Output every one of the following records verbatim, keeping each line unchanged and in its original order.

+---+

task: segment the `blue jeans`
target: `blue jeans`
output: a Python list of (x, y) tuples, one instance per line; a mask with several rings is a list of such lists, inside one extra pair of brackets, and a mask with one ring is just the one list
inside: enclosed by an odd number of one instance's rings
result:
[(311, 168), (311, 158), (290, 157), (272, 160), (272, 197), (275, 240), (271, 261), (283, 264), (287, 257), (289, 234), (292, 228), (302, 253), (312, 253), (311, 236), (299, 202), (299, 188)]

+---+

RESULT FOR THIS TASK —
task: segment the `blue jeans`
target: `blue jeans`
output: a Python list of (x, y) tuples, one instance per line; a mask with several rings is a list of such lists, inside one extra pair of brackets, and a mask with one ring is just the one list
inside: enclosed by an odd number of one instance's rings
result:
[(311, 168), (311, 158), (290, 157), (272, 160), (272, 197), (275, 240), (271, 261), (283, 264), (287, 257), (289, 234), (292, 228), (302, 253), (312, 253), (311, 236), (299, 202), (299, 188)]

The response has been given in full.